## [TASK]
Reproduce the following data line for line, with no changes.

━━━━━ INFORMATION GIVEN ━━━━━

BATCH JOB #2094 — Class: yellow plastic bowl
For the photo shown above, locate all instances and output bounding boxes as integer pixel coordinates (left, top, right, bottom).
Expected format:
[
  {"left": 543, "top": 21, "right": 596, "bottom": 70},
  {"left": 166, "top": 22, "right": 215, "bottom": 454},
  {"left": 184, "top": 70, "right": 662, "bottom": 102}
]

━━━━━

## [SOLUTION TO THE PROBLEM]
BATCH JOB #2094 — Class: yellow plastic bowl
For the photo shown above, locate all instances and output bounding boxes as integer pixel coordinates (left, top, right, bottom).
Expected format:
[
  {"left": 543, "top": 21, "right": 596, "bottom": 70},
  {"left": 166, "top": 22, "right": 215, "bottom": 454},
  {"left": 184, "top": 70, "right": 662, "bottom": 102}
]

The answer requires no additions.